[Supplied data start]
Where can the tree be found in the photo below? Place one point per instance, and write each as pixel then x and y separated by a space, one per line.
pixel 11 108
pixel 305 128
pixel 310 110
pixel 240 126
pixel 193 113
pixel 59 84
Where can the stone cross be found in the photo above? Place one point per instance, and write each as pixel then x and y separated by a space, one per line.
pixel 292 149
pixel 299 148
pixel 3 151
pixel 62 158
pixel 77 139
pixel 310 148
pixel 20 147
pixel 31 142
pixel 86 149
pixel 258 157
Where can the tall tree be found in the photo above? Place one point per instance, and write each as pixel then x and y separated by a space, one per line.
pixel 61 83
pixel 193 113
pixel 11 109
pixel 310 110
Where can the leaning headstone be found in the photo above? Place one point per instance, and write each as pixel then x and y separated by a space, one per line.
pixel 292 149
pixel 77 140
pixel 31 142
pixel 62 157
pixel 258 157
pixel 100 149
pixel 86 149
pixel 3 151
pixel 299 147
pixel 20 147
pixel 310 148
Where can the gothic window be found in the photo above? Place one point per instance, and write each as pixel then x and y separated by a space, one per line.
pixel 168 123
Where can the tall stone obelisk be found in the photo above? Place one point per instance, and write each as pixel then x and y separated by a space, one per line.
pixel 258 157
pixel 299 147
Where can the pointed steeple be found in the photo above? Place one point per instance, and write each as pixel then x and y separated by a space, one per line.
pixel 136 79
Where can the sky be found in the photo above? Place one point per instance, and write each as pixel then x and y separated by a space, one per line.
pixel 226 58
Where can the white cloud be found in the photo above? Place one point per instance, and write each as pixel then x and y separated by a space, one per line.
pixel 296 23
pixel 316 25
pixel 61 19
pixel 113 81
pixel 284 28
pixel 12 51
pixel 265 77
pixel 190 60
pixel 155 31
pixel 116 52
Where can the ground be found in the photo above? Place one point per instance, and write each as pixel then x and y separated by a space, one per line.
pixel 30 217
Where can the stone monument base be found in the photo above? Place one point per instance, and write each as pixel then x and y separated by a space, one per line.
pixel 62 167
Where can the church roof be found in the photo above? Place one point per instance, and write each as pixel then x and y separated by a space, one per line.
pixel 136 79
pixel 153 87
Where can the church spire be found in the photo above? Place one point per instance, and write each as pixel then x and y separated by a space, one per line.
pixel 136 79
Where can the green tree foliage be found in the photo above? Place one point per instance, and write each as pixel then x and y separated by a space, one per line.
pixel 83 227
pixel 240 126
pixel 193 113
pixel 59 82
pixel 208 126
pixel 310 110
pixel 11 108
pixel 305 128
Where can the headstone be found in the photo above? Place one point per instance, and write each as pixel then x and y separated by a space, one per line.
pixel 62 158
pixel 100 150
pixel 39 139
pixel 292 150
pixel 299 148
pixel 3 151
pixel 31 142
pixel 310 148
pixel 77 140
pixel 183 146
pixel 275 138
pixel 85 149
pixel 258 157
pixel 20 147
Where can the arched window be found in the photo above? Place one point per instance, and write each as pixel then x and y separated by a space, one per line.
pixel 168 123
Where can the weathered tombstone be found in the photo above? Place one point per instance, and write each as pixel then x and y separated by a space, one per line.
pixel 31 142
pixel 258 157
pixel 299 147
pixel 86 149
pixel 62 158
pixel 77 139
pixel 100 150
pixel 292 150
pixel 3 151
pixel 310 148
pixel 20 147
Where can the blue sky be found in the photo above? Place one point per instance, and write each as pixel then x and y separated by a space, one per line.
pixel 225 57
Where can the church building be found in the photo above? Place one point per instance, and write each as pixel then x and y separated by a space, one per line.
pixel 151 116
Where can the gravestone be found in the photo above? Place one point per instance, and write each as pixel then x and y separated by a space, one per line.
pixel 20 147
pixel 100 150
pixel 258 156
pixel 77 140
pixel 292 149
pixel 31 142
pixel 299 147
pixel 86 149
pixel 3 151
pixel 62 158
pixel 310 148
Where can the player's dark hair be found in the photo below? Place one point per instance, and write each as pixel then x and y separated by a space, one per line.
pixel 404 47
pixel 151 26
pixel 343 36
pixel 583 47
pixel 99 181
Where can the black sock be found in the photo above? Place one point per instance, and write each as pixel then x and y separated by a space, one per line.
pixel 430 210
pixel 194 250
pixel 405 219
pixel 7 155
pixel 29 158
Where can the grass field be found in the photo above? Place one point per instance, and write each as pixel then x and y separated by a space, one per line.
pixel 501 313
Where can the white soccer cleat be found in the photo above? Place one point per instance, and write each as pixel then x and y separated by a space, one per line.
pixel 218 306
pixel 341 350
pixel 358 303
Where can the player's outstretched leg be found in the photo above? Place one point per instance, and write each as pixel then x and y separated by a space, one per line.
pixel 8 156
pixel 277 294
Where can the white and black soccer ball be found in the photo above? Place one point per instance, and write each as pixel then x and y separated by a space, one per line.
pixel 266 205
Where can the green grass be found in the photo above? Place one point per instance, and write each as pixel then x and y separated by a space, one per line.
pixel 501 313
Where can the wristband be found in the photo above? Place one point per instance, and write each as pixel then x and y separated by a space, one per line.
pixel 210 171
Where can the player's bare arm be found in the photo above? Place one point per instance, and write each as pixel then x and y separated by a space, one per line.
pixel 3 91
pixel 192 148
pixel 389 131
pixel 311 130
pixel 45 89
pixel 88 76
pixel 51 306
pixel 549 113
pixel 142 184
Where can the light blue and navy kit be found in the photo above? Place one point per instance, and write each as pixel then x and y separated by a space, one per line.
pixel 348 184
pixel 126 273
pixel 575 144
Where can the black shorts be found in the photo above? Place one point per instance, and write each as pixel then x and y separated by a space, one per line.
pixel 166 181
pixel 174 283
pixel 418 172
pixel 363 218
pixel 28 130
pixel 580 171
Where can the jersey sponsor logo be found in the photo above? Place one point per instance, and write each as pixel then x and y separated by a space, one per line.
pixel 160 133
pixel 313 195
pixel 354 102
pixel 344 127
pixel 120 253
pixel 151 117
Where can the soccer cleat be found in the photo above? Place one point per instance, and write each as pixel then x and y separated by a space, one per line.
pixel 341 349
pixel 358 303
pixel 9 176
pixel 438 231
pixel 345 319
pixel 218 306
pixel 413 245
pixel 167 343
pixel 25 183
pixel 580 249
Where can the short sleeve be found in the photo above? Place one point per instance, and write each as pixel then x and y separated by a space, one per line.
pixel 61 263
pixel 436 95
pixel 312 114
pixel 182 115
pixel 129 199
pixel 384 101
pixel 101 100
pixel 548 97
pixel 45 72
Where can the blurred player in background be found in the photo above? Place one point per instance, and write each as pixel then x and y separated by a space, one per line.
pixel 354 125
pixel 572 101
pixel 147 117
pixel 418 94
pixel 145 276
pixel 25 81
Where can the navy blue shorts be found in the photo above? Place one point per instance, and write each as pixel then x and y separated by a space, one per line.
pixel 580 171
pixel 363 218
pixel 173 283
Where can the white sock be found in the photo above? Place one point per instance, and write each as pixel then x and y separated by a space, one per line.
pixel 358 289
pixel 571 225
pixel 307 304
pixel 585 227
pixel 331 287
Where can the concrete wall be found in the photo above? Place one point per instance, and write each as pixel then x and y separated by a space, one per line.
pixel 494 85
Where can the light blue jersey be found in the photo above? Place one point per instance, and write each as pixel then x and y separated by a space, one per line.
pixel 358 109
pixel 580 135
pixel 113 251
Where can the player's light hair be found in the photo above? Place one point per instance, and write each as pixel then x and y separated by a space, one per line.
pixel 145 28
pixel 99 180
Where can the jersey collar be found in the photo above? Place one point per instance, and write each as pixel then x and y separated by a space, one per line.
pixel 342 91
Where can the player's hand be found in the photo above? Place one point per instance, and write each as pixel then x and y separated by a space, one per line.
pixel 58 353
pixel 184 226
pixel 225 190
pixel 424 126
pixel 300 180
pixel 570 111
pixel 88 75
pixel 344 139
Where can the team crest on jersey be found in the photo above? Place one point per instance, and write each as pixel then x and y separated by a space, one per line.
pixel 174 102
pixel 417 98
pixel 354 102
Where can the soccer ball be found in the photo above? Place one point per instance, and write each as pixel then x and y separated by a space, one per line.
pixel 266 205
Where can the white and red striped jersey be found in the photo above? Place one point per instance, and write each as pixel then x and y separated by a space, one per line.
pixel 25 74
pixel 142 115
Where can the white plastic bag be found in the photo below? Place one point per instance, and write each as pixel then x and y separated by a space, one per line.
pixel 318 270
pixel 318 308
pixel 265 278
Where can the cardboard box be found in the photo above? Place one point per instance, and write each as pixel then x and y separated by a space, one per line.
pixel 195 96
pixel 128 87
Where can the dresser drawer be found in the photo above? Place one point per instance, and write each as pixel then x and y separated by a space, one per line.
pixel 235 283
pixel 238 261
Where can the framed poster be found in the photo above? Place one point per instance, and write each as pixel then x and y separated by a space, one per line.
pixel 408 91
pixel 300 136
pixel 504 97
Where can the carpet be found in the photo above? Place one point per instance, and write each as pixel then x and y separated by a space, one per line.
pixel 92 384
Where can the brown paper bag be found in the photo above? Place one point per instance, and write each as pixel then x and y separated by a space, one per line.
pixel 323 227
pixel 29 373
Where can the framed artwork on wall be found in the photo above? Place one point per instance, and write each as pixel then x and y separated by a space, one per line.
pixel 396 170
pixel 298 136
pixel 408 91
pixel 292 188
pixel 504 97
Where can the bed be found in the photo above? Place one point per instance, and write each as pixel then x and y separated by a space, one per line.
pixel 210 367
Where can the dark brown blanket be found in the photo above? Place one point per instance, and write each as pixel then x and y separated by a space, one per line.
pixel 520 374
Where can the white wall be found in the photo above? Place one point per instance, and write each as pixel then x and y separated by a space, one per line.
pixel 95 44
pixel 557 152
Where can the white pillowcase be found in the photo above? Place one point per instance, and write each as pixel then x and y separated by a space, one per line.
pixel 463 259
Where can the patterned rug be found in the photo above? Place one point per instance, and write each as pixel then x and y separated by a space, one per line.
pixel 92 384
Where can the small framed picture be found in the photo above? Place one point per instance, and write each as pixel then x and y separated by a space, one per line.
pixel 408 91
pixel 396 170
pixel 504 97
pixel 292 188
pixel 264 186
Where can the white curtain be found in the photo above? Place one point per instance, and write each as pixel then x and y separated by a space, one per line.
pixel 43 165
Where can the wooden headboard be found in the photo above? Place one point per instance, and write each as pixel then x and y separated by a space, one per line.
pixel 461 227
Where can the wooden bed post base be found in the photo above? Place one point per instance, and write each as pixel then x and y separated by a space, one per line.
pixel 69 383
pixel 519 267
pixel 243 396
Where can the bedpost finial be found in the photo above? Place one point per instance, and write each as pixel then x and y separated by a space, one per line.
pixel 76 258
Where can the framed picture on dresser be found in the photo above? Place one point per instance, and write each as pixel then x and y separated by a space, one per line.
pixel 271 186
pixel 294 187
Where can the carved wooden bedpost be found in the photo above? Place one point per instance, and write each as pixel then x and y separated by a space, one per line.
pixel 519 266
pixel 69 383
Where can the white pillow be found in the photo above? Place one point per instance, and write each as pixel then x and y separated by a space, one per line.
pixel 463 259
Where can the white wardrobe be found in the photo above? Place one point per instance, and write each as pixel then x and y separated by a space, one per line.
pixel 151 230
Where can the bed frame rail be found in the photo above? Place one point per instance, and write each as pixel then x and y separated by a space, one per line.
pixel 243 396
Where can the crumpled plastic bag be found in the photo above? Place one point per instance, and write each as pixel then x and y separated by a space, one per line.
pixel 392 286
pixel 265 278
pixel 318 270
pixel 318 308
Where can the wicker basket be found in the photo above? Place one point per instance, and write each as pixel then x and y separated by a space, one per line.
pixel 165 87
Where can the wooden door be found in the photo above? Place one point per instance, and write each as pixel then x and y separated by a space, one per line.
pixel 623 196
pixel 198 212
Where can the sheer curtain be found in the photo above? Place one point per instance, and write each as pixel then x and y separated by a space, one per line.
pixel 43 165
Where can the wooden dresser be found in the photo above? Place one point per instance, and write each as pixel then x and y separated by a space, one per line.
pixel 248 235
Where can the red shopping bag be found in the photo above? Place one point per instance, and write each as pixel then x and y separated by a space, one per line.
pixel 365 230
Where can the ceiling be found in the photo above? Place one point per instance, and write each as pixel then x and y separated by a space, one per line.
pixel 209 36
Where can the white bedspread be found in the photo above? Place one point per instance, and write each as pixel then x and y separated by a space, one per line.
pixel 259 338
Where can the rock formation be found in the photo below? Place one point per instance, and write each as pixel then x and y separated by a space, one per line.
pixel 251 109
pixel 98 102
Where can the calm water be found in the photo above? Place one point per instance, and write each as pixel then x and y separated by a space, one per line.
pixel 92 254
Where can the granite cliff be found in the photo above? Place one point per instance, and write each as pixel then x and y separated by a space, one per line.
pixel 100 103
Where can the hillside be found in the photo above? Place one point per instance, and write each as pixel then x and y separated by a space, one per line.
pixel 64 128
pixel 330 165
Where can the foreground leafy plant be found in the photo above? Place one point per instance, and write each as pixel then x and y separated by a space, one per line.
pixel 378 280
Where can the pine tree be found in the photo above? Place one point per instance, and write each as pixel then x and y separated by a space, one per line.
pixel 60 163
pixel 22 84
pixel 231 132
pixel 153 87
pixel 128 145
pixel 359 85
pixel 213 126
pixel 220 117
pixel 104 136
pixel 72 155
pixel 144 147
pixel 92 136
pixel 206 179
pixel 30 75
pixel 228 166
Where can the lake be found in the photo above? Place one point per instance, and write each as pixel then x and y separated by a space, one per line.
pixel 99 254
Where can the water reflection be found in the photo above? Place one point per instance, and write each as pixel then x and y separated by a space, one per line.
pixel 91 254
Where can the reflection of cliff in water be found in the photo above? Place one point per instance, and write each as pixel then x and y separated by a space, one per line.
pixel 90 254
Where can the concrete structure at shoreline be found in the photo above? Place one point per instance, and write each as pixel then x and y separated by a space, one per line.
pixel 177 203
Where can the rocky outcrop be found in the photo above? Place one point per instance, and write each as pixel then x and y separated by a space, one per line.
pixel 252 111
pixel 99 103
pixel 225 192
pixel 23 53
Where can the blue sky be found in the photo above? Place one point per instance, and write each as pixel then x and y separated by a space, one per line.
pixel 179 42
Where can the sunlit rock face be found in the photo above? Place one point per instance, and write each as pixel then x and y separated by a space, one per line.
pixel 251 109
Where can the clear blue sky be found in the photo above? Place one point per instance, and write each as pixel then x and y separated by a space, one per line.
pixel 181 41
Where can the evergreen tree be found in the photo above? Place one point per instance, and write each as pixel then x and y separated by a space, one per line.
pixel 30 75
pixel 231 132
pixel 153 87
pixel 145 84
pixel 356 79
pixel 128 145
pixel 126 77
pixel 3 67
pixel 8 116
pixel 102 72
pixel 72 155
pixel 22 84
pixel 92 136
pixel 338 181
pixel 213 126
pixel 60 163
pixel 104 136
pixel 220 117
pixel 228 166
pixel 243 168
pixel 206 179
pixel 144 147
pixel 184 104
[Supplied data end]
What is being asked: Reproduce verbatim the lines of the material above, beginning with the line that contains "Where can the hillside" and continuing through the line that contains "pixel 179 42", both included.

Solution for this problem:
Where can the hillside be found in the photo above? Place one point per instance, and write each as pixel then x and y separated by a space, one per line.
pixel 64 128
pixel 330 165
Where can the foreground leafy plant be found in the photo above? Place one point per instance, and write each as pixel then x and y separated by a space, one per line.
pixel 378 280
Where can the pine tree be found in the photo above? Place one point per instance, and write each as pixel then x and y separated by a space, one per line.
pixel 60 163
pixel 22 84
pixel 231 132
pixel 153 87
pixel 128 145
pixel 359 85
pixel 213 126
pixel 220 117
pixel 104 136
pixel 72 155
pixel 144 147
pixel 92 136
pixel 206 179
pixel 30 75
pixel 228 166
Where can the lake be found in the photo above? Place one point per instance, and write each as pixel then x and y separated by a space, one per line.
pixel 99 254
Where can the water reflection be found in the photo above? Place one point per instance, and write each as pixel then x and y separated by a space, one per line.
pixel 91 254
Where can the reflection of cliff in water be found in the photo above? Place one point per instance, and write each as pixel then x and y separated by a space, one per line.
pixel 90 254
Where can the concrete structure at shoreline be found in the photo above? Place one point per instance, and write each as pixel then x and y separated by a space, one per line.
pixel 177 203
Where can the rocky outcrop be found in the photo above? Place one point per instance, and write each as pixel then x and y separated by a space, one per line.
pixel 252 111
pixel 99 103
pixel 225 192
pixel 23 53
Where can the blue sky be found in the photo above? Place one point per instance, and write each as pixel then x and y separated by a space, one per line.
pixel 179 42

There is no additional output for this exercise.